## Passage
Wednesday, 15 May 2013
One Leicester Street, Covent Garden
It's always sad when a good restaurant dies, but when said restaurant bears the hallowed St John name, the soul-searching is that much more intense. Back in late 2012, when it was revealed that their 3rd outpost would be just off Leicester Square, the news was met with widespread approval; anywhere even half-decent to eat in that part of town is welcome, and what better people to wow the tourists with British cuisine than those who kicked the whole thing off? And when the operation stuttered, stalled and finally collapsed, it's a testament to the goodwill heaped upon the St John brand that people pointed the finger of blame at the area, the building, the clientèle, anything but the business itself.
The unfortunate truth is, though, that the St John thing was never going to work in a poky Georgian townhouse in W1. The cathedral-like atmosphere and whitewashed walls of the ex-smokehouse in Smithfield was - is - a unique and precious gift and eating there is as much about the building as the food. The team did their best to impose that famously minimalist décor on a building that was singularly ill-equipped to cope with it, but it never worked. The restaurant was echoey and impersonal, the hotel rooms boxy and noisy, and the upstairs bar had all the personality of a dentist's waiting room.
And yet, thanks to the priceless pedigree of the Henderson/Gulliver partnership, the food at St John Chinatown was always worth any other discomforts. In the dying days of the previous administration I went in one lunchtime for a plate of snails, duck hearts and lovage, which was lovely enough to distract me from the fact I could hear every word of the conversation on the table next to mine. The good news is that same chef - Tom Harris - is still manning the stoves, only now his food gets served in a room you actually want to be in.
Cockles and Jersey Royals in a saffron/tomato broth was a bowl of joy for £8, and was as good an advertisment for the St John school of cooking as you could wish for. Congratulations are in order, too, for managing to source the most freakishly massive cockles I've ever seen - each was the size of an oyster and packed loads of flavour.
Razor clams would have perhaps been nicer warm, but they were otherwise very good, a minimalist salad of tomatoes and dill highlighting the main ingredient without overwhelming it. Nice to not have a big sack of clam guts to eat around as well, which happens far too often for my liking (hang your head, 10 Greek Street).

## Available data
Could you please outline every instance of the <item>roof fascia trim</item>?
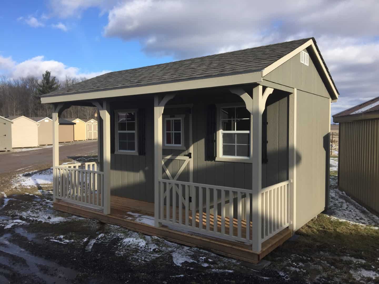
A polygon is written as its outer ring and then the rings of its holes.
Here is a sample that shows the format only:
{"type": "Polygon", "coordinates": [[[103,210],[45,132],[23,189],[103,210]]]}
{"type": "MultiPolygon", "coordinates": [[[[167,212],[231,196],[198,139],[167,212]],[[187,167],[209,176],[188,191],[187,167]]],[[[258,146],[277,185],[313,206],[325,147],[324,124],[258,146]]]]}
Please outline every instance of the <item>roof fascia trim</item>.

## Task item
After the last sentence of the One Leicester Street restaurant review, write the next part of the review.

## Solved exercise
Lamb sweetbreads are the kind of things that make me go all wobbly with delight even when only modestly prepared, but here, resting on a bed of artichokes and celery and glazed with a rich, sticky sauce that only the very best chefs can pull off without making treacle, they were nothing short of perfect. If you ever make the trip to 1 Leicester Street yourself, and I strongly suggest you do, you should order the sweetbreads. And thence if you ever go back, you should order them again.
Monkfish and anchovy may have approached the levels of the sweetbreads, too, had they not been unfortunately overcooked and dry. The spice coating on the fish was good, though, and there was an interesting interplay of textures with the breadcrumbs and the crunchy (and slightly scary sounding) "rape greens".
So while not perfect - and how many places are? - 1 Leicester Street has, with the use of skilful remodelling and with the retention of its highly skilled chef, morphed from a Formica'd, clinical space serving nice food to somewhere you could happily spend all day in, munching on oysters and white wine and generally just enjoying life. Oh, and that awful upstairs bar, forever to be filed under "what were they thinking?" in the Big Book of Restaurant Design Car Crashes, is now cozy and stylish, with a kind of 60s James Bond vibe and a counter you can actually sit at. It is a proper, grown-up restaurant, comfortable and confident and gimmick-free. This one's going to stick around.